WHAT TO DO —
Your answer should consist of the lines in the following data that contain "raised".

Point-per-instance localization data
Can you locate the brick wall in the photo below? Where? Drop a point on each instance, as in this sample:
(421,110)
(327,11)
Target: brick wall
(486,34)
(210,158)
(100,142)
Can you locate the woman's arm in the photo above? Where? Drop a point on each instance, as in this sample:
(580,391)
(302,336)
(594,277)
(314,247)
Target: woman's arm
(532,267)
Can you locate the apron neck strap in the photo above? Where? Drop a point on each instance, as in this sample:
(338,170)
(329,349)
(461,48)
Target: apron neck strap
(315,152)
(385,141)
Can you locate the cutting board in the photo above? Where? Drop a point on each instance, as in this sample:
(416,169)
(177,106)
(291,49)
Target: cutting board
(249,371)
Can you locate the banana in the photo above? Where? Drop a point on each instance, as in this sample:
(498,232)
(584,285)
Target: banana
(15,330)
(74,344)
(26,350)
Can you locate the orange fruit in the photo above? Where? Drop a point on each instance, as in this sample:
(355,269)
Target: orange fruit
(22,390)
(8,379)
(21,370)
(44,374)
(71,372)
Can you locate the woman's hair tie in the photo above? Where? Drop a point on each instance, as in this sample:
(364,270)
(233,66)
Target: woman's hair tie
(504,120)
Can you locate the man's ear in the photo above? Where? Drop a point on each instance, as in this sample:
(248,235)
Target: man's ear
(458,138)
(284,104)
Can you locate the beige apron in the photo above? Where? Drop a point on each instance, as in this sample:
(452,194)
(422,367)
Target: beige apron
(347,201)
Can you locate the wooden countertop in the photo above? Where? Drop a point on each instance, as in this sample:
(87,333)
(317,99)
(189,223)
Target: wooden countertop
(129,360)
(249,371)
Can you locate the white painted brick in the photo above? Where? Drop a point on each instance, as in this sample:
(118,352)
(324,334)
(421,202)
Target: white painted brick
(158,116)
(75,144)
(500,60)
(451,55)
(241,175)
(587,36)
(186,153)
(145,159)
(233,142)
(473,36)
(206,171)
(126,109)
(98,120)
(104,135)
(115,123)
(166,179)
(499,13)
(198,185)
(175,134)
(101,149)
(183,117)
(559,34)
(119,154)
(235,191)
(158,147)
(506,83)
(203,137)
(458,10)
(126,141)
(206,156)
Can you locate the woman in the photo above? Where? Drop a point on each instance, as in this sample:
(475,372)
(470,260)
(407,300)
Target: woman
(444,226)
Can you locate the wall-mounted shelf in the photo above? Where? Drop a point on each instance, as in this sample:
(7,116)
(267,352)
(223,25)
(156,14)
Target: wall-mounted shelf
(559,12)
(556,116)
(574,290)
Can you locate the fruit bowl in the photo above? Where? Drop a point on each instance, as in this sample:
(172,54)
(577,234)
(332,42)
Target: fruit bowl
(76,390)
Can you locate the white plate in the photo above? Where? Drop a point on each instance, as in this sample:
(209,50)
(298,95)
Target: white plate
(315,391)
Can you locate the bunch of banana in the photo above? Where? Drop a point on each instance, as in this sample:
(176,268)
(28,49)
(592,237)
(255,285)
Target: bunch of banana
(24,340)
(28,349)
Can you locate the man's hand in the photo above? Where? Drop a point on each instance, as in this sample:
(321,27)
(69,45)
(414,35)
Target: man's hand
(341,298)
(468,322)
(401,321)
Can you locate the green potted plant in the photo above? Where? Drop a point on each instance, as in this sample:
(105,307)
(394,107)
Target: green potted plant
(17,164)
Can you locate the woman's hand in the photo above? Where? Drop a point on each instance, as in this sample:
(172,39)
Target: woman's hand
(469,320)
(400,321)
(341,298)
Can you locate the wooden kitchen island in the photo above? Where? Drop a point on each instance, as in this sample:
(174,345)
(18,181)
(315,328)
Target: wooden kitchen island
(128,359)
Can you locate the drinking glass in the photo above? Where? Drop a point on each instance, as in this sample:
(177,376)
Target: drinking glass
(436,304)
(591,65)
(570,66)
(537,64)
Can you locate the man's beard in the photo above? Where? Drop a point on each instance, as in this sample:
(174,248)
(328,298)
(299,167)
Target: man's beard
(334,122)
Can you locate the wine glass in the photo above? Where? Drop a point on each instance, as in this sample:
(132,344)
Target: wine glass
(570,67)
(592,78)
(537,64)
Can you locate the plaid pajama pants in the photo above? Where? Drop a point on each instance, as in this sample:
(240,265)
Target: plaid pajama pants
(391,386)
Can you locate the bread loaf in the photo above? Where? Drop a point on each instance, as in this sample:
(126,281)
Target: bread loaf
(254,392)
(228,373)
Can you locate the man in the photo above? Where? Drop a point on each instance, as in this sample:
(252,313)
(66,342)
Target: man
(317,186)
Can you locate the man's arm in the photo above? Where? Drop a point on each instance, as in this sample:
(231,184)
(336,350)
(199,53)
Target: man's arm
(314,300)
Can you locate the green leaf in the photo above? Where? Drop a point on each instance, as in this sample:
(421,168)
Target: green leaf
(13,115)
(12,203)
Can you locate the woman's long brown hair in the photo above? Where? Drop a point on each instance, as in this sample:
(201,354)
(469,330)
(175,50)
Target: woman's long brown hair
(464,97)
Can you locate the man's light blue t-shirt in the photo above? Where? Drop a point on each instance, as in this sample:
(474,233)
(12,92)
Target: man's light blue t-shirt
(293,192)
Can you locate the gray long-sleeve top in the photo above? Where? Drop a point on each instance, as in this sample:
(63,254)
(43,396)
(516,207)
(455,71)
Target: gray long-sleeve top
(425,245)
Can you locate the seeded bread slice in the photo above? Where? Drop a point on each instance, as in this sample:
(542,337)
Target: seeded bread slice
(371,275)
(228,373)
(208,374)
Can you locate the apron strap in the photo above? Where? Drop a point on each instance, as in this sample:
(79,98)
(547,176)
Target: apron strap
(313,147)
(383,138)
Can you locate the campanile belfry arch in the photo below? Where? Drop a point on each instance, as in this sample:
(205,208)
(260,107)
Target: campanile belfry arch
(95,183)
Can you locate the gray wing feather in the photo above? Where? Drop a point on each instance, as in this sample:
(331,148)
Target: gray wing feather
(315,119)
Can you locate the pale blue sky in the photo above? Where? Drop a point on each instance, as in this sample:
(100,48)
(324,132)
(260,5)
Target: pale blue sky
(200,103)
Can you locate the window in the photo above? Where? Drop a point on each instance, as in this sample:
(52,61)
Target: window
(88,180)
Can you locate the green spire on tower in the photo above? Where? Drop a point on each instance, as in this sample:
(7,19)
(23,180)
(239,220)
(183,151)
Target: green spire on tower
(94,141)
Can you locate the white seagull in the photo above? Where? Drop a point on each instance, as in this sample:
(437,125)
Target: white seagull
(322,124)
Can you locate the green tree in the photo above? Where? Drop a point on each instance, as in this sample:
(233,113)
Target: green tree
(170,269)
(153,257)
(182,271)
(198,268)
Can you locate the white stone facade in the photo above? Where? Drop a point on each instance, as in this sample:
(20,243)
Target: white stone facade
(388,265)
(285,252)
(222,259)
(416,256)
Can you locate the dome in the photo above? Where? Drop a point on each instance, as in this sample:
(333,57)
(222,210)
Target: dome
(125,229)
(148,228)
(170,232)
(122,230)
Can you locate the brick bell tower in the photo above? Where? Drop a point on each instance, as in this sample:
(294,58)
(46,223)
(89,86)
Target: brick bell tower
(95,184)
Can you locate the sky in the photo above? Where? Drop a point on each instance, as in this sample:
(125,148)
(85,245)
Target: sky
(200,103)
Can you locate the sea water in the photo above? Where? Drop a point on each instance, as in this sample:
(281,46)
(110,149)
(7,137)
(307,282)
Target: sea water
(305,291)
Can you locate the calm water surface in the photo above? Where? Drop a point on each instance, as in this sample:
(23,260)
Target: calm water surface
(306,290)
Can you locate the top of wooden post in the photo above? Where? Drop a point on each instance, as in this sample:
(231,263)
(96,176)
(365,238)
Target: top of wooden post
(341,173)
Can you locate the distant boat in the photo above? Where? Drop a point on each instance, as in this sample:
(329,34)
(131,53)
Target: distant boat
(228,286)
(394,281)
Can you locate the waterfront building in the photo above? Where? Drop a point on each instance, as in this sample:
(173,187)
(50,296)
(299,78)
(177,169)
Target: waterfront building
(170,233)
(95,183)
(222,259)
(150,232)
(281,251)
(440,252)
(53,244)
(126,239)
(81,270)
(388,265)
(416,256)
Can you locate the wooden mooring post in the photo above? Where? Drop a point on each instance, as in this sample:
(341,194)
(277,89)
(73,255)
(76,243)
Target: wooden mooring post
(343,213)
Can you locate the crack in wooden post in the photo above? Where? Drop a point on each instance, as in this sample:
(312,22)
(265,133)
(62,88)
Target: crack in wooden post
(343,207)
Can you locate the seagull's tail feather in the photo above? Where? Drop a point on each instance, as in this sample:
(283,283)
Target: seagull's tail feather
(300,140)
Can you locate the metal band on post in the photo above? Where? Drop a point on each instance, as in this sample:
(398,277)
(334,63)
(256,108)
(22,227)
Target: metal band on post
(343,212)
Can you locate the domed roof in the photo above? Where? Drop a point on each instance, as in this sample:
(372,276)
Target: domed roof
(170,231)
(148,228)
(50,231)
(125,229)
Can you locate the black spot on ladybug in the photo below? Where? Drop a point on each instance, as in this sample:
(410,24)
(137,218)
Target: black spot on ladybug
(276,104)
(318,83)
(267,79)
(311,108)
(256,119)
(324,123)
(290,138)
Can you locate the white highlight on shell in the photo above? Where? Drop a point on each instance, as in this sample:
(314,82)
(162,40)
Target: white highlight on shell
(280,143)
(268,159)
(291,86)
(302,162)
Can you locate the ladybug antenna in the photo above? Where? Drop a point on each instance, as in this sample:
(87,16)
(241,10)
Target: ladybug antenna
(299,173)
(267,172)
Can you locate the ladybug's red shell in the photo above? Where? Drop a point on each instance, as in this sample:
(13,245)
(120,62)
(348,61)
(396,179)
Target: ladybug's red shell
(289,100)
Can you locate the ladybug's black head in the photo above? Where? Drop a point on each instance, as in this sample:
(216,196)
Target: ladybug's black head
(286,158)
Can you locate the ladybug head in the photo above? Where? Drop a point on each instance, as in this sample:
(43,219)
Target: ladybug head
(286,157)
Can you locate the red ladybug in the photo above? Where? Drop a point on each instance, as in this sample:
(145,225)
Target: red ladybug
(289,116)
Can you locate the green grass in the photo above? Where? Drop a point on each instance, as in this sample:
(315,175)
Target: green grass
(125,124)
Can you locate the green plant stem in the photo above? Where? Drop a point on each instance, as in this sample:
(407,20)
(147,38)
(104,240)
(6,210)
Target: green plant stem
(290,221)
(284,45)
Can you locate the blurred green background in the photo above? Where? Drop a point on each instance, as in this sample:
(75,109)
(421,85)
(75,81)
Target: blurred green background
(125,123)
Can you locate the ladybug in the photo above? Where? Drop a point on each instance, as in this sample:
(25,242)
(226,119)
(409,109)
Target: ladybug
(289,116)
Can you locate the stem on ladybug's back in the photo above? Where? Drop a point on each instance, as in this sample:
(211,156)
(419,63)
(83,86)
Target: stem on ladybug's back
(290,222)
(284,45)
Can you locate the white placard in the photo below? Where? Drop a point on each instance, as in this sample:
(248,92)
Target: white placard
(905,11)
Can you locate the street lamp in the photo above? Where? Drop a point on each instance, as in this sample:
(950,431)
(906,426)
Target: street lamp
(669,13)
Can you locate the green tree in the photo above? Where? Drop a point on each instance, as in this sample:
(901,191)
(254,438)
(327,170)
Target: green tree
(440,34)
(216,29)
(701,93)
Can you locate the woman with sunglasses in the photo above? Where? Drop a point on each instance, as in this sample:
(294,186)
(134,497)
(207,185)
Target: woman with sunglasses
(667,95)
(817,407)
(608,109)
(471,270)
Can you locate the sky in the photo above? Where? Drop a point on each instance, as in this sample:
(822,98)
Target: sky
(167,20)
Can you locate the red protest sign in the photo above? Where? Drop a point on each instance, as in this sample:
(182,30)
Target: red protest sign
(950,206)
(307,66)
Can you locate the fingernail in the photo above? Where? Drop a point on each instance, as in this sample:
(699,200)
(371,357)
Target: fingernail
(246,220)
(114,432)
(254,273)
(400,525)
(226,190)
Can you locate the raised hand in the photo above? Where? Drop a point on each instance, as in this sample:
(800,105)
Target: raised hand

RESULT OF THIS EXERCISE —
Can you locate the raised hand in the photo above? Where? Drop a point on each instance, as in this sample:
Target: raised hand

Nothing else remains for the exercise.